▸ **Dataset items**
......

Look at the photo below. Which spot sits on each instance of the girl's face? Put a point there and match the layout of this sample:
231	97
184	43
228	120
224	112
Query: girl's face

......

▸ **TASK**
Please return every line of the records that contains the word "face".

▸ **TASK RESULT**
Look at the photo below. Which spot sits on each instance of the girl's face? Put a point there and match the layout of this sample:
Query: girl's face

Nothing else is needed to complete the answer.